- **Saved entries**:
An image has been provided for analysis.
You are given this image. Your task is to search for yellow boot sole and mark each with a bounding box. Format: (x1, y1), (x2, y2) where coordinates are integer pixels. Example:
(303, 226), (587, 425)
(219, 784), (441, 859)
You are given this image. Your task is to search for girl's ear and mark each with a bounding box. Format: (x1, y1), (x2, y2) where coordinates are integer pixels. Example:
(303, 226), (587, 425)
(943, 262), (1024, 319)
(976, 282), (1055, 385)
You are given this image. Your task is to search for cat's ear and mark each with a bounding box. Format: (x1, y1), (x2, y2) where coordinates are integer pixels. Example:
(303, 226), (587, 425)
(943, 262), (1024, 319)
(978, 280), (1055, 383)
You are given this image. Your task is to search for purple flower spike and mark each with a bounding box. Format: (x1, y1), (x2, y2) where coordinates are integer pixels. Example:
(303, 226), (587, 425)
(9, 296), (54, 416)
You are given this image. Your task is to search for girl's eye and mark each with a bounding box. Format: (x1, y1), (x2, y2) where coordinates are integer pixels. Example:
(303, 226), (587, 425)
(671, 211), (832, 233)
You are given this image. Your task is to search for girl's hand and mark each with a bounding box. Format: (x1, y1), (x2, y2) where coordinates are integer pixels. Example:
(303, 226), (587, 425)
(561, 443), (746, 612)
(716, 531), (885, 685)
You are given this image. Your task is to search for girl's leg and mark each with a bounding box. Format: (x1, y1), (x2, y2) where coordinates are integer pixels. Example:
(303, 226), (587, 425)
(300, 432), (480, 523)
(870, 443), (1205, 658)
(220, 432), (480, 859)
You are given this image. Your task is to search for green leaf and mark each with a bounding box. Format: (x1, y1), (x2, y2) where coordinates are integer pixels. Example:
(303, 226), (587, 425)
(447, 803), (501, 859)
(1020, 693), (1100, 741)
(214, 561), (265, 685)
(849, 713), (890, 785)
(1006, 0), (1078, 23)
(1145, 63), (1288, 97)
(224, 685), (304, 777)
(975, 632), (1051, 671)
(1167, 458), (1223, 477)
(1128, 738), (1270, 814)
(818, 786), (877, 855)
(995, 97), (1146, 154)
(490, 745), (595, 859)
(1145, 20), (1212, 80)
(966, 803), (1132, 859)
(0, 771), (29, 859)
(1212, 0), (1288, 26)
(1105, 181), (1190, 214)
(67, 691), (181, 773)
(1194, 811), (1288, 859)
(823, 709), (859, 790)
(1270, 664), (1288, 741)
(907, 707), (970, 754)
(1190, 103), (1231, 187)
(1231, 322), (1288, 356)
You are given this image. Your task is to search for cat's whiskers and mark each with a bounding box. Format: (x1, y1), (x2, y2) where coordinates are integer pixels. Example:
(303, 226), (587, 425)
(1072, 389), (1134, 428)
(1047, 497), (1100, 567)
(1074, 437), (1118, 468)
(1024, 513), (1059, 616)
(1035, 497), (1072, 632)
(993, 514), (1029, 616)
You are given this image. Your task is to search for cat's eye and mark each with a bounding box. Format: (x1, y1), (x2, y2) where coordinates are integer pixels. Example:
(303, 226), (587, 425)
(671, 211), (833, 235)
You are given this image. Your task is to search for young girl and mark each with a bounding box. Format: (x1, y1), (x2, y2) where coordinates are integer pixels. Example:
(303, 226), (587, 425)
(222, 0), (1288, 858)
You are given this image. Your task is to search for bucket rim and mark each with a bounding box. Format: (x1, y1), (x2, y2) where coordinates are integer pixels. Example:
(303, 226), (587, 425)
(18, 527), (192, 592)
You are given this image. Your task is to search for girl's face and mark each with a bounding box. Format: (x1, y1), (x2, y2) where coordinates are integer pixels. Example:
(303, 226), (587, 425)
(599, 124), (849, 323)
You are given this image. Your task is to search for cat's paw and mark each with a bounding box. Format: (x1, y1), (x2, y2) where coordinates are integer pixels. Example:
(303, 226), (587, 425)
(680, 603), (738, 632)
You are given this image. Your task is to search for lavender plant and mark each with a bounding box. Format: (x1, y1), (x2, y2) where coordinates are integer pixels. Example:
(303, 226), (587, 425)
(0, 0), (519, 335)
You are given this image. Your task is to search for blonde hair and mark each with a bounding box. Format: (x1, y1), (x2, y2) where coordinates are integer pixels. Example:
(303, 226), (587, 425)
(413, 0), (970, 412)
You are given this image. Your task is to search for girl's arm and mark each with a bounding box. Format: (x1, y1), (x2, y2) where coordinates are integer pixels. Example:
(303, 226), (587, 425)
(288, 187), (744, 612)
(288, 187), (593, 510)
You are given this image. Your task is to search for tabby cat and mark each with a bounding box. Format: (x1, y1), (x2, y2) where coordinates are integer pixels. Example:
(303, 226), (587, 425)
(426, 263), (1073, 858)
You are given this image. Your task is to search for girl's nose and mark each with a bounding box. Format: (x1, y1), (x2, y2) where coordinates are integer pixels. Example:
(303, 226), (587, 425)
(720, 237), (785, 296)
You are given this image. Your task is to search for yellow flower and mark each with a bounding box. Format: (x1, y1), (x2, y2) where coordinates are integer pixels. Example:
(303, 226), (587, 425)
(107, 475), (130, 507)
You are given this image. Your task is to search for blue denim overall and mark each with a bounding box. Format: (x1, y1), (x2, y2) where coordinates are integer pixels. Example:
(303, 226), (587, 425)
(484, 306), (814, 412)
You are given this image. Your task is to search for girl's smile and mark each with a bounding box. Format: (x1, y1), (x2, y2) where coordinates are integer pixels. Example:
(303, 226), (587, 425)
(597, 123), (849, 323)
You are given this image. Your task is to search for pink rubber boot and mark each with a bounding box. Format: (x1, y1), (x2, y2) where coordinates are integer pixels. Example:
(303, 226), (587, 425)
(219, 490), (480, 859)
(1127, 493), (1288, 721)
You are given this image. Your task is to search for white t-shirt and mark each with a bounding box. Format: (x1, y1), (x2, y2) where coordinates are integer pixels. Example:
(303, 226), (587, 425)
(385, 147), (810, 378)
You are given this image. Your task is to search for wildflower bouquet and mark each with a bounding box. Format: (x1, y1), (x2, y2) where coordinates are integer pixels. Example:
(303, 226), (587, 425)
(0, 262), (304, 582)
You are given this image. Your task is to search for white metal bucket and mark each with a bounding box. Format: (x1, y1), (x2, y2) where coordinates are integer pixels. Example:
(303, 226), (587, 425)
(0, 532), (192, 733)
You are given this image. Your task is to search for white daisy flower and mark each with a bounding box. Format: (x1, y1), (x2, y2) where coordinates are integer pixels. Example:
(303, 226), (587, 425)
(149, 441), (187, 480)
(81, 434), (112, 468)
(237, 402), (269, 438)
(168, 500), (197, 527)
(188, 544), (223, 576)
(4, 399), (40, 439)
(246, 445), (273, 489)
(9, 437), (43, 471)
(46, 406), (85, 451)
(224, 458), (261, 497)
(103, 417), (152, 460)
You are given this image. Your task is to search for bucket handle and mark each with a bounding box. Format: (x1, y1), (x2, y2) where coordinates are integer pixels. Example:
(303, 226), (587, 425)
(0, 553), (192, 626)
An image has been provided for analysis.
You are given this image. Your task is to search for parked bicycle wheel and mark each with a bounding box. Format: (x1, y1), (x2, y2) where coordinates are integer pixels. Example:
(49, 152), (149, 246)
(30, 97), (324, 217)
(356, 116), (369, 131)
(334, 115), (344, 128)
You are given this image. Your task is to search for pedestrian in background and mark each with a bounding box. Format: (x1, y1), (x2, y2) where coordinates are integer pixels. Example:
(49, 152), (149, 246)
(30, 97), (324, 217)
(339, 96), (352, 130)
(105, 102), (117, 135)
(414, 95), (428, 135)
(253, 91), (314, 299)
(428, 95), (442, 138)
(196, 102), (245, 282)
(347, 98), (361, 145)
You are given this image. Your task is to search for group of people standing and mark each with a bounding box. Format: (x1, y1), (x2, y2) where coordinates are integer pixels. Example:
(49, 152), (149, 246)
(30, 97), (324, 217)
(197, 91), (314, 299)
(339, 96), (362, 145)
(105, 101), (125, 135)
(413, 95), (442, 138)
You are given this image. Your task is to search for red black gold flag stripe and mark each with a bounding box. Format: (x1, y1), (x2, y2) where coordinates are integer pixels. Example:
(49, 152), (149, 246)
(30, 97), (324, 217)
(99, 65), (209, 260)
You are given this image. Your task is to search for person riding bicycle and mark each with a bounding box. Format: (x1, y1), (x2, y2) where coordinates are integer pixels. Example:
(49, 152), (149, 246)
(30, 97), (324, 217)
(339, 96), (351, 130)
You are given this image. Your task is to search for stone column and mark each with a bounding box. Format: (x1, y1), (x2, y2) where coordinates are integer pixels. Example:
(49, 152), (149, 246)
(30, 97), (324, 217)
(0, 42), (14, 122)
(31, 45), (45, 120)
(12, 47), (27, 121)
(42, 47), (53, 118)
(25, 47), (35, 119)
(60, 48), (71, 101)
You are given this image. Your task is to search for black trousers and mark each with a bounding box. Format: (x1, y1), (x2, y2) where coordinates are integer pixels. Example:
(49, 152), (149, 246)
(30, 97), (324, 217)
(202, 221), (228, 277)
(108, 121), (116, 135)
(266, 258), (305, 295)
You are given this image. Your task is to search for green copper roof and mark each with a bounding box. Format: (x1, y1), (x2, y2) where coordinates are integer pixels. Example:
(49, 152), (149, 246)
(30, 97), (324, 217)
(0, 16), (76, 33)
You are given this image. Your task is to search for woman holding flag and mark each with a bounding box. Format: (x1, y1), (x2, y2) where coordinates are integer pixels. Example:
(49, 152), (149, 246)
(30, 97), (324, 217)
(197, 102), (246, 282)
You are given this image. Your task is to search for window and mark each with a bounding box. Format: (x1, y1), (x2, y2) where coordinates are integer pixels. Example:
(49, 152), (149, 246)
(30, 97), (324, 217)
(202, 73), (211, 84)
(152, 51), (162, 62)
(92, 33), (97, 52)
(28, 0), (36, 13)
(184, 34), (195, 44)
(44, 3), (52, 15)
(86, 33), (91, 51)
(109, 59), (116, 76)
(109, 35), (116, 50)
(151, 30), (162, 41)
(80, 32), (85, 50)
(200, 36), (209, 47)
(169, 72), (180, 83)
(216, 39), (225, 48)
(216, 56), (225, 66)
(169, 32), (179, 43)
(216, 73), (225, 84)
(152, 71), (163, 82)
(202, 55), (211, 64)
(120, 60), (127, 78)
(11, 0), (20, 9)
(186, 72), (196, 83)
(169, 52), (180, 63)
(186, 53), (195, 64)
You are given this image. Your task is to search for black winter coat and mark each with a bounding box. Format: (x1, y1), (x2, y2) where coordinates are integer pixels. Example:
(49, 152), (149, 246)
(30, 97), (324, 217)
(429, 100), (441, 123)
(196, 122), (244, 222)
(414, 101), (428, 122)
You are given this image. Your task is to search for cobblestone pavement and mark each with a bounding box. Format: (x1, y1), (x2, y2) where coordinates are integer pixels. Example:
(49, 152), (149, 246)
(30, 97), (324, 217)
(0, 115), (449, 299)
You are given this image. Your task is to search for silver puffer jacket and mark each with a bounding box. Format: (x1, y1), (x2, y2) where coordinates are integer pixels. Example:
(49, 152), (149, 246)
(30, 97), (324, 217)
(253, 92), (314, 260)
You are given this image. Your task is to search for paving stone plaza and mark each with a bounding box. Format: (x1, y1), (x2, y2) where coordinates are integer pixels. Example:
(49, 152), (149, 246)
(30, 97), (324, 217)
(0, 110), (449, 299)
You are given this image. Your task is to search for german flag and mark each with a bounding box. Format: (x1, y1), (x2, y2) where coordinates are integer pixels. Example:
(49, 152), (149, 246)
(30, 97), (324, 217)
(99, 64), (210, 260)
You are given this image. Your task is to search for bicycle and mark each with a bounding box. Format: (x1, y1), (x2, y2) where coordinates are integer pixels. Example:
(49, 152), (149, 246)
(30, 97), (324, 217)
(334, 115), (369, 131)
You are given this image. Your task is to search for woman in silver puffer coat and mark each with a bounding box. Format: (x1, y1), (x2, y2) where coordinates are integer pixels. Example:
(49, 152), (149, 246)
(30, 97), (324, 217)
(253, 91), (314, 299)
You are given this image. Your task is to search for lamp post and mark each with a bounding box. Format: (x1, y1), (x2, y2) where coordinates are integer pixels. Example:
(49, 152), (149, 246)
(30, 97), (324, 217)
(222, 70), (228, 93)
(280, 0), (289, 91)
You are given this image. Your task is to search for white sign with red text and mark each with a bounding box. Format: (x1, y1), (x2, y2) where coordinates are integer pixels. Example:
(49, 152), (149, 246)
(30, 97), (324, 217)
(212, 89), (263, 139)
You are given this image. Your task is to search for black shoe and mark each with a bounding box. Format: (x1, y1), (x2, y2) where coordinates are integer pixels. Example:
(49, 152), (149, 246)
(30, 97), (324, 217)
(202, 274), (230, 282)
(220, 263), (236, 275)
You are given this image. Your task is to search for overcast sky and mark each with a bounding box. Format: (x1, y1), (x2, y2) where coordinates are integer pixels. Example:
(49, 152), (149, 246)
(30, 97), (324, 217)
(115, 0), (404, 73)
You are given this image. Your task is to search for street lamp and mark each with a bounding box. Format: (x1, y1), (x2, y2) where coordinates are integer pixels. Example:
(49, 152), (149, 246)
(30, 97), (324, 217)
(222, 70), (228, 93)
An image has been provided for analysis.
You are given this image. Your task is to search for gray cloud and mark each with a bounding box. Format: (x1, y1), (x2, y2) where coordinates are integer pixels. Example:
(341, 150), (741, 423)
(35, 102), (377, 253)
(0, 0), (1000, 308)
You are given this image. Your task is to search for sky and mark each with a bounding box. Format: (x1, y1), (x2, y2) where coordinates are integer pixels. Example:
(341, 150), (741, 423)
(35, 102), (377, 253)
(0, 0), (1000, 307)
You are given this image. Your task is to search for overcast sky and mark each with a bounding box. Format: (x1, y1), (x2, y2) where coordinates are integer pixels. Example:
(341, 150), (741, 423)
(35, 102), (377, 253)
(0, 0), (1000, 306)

- **Stated task**:
Begin at the top of the data above and stop after the line that contains "(976, 282), (1055, 385)". Write those lines out again, requests included, scaling every coordinate in the answers by 0.35 and rounding to whole numbers with halves going up, while the requests and their sample coordinates stay unchanged.

- **Answer to this problem**:
An image has been provided for analysis.
You are given this image. Your task is to search for yellow boot sole and mark each with a bounding box. Format: (x1, y1), (x2, y2) where coordinates are integer pixels. Example:
(303, 226), (587, 425)
(77, 274), (154, 301)
You are given this image. Your task is to search for girl's ear and mark each with a bounding box. Format: (x1, y1), (x2, y2) where coordinates are integer pixels. Example:
(303, 226), (587, 425)
(330, 92), (358, 112)
(342, 99), (369, 135)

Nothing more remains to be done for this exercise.